EXCERPT ::

━━━━━━━━

To address the validity of our results, we used two separate validation procedures for the population projections and the model’s spatial distribution algorithm. Due to shifts and annexations affecting county boundaries during the time period 2000–2010, 5 counties were withheld from analysis, leaving 3,104 counties for validation. To validate the accuracy of the cohort-component population projection, we projected county level population to 2010 using the 2000 US Census as our baseline. We scaled our projections to the 2010 US Census national projection. We then compared our projections with the 2010 US Census. To remove any bias between the actual census and the projections, we scaled the 2010 US Census county population counts to the projected national total. This left us with an observed population and predicted population, both scaled to a common number. We calculated the error as a percentage of the US Census projection (Fig. S5). On average, our county level projections were overestimated by 3.72% with an SE of 0.27% and an SD of 14.93%.
Error associated with our population projections can be classified into two categories. The first category deals with erratic population trends. These cases can be attributed to anomalies such as natural disasters and economic downturns, as well as other socioeconomic processes that tend to be sporadic and unpredictable. St. Bernard Parish, LA, Orleans Parish, LA, and Monroe County, FL all have large overestimations of population (Fig. S5). The two Louisiana parishes experienced drastic decreases in population because of a mass exodus due to the catastrophic effects of Hurricane Katrina. These parishes have yet to rebound to prehurricane population counts. Similarly, Monroe County, FL experienced a large magnitude of population loss due to increased cost of living, dwindling job market, and a seasonal economy.
The second category of error is associated with a large relative change in population as opposed to a small absolute change. The large error exhibited for counties that are projected to have a large relative change in population can be traced back to limitations associated with the cohort-component method. Historical variation is not strongly accounted for in the cohort-component method, and therefore the future population of slower-growing areas will be overestimated and faster-growing areas will be underestimated. Historical variation in population growth trends can be similarly compared with fractals. Depending on the temporal resolution of interest, a county will display a general pattern of growth or decline over a span of several years. However, if the temporal focus is narrowed, it becomes apparent that these general patterns are the aggregation of more subtle trends which fluctuate from high to low or vice versa, even within the smallest timeframe. Depending on the current position of oscillation in the cycle of population growth–decline, extrapolating from this sample can cause an increase in error when projecting population counts. Cases such as this become more pronounced in counties that have smaller initial population counts. For example, if county A has a population of 1,000 and was projected to have a population of 1,800, the absolute change is small (800); however, relative to the total population of the county, there is population change of 80%. Instances such as this can be seen with Terrell County, TX, Greely County, KS, and San Juan County, CO (Fig. S5).

━━━━━━━━

EXTRACTED INFORMATION ::

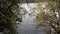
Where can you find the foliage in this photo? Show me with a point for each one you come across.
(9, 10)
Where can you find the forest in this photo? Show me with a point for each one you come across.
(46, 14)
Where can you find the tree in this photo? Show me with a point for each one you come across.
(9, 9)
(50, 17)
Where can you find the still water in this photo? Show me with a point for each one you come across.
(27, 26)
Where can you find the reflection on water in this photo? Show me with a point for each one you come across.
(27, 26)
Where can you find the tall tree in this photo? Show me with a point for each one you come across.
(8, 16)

━━━━━━━━

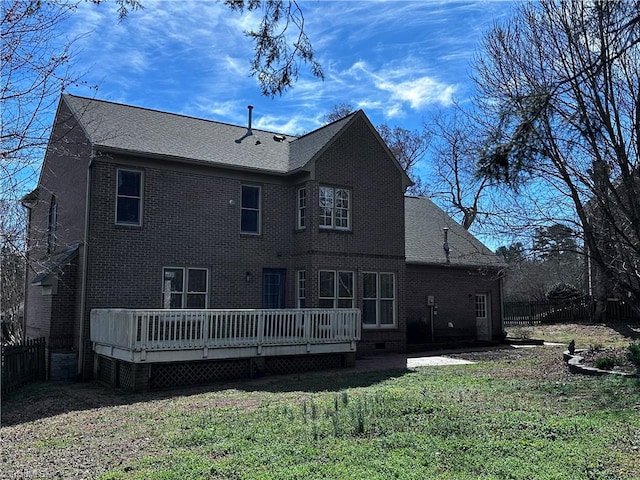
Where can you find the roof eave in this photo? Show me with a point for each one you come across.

━━━━━━━━

SET TASK :: According to the excerpt on county population projections, by what average percentage were the county-level projections overestimated? Rely only on the excerpt about county population projections, not on the entries.

SOLUTION TO THE EXERCISE :: 3.72%